Task prompt: The result should be an exact copy of the data, free of pictures.

:: Material for the task ::

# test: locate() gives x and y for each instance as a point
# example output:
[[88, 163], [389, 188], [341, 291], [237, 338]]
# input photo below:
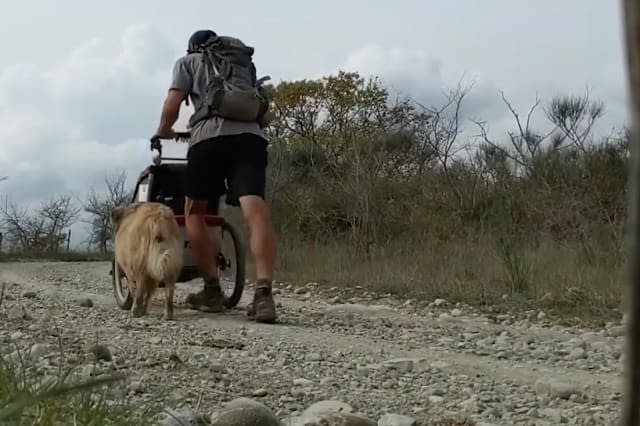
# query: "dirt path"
[[392, 357]]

:::

Response:
# test: locate() gives x and y for each instance as a point
# example output:
[[88, 163], [389, 188], [341, 291], [237, 338]]
# input photo below:
# query: "dirt path"
[[392, 357]]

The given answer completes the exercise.